Problems and tasks
A. Answer these questions from the post about the N.F.L. long shot, marking your answers (i), (ii), (iii):
(i) Who wrote The Hard Life of an N.F.L. Long Shot, and for which publication?
(ii) Which university did Pat Schiller star for?
(iii) Which period film used his hometown's main street as a location?
B. For each statement below, say whether it agrees with the post about the N.F.L. long shot, and quote the words of the post that decide it:
(i) Schiller was picked in the NFL Draft in April.
(ii) The photo of Schiller is credited to Christaan Felber.
(iii) The evening at the local haunts was the writer's first night in Geneva.
C. Reproduce the part of the post about the N.F.L. long shot starting at "For most of" and ending at "is at stake.".

Document text
^^^^^^^^
The Hard Life of an N.F.L. Long Shot (31 Longreads in 31 Days, Day 17)

For most of us, NFL preseason games in August are meaningless. Few of the starters play, the games are sloppy, and nothing much seems to be at stake. The Hard Life of an N.F.L. Long Shot by Charles Seibert for the New York Times Magazine shows us that for a handful of college stars hoping to cling to a dream of making it as professional player, everything is at stake.

Pat Schiller

Photo credit: Christaan Felber for The New York Times

The story follows the summer and fall of former Northern Illinois University star Pat Schiller as he tries to make it onto an NFL roster. When his name doesn’t get called during the NFL Draft in April, his fate comes down to impressing coaches during offseason workouts and preseason games. Like many other athletes who are close enough to be considered for the league, but not quite good enough to get a guaranteed spot on a roster, it’s a uncertain time. His future swings in the balance: are his football days behind him, or can he make a few key plays at the right time that will earn him a chance to play in front of thousands of screaming fans in a regular season NFL game?

Seibert does a good job showing us the conflict and uncertainty around Schiller, the stress he faces being a hometown hero at the same time that he’s fighting for an unlikely roster spot on and NFL bench:

Later that evening, my last night in Geneva, Pat and I stopped into a few of the local haunts along his hometown’s historic main street (a location for the period film “Road to Perdition”). Wherever I went with “Mayor Schiller,” as one friend called him, drinks materialized and tabs disappeared. Owners, managers, friends and friends of friends all stopped by to ask how Pat was doing and to wish him well.
^^^^^^^^
Provided data
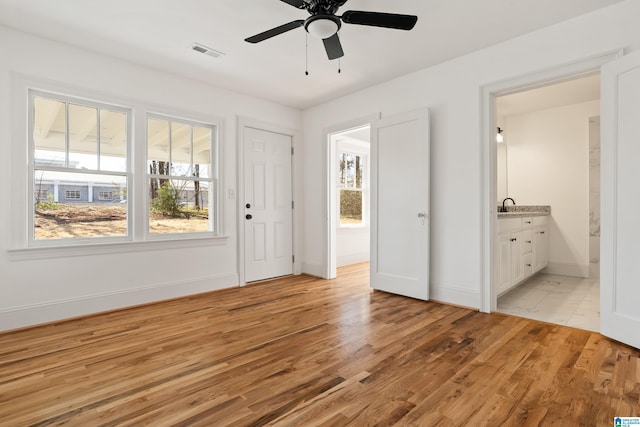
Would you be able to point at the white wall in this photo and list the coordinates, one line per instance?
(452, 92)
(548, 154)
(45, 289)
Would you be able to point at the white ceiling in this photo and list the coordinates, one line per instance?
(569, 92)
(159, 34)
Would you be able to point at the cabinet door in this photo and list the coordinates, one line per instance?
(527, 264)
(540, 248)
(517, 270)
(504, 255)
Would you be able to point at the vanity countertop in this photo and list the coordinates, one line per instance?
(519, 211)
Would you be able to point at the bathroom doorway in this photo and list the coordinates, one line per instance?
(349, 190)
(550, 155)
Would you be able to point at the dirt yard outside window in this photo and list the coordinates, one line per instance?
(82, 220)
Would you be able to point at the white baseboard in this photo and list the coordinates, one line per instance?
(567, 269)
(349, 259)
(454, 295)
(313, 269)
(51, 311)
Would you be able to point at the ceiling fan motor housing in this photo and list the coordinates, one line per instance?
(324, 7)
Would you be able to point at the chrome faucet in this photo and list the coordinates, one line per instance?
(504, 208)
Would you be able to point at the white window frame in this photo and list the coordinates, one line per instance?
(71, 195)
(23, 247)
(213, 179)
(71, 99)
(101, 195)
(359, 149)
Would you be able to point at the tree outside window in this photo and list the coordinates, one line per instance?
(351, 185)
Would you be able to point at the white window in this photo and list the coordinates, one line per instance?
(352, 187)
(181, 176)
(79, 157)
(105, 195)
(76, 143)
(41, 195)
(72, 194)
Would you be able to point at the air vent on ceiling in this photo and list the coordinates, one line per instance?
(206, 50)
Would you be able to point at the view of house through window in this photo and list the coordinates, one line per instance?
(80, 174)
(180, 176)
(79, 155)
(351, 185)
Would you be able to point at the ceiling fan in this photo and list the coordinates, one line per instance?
^^^^^^^^
Solutions to each task
A.
(i) Charles Seibert, for the New York Times Magazine.
(ii) Northern Illinois University.
(iii) "Road to Perdition."

B.
(i) No: "When his name doesn’t get called during the NFL Draft in April"
(ii) Yes: "Photo credit: Christaan Felber for The New York Times"
(iii) No: "Later that evening, my last night in Geneva"

C.
For most of us, NFL preseason games in August are meaningless. Few of the starters play, the games are sloppy, and nothing much seems to be at stake. The Hard Life of an N.F.L. Long Shot by Charles Seibert for the New York Times Magazine shows us that for a handful of college stars hoping to cling to a dream of making it as professional player, everything is at stake.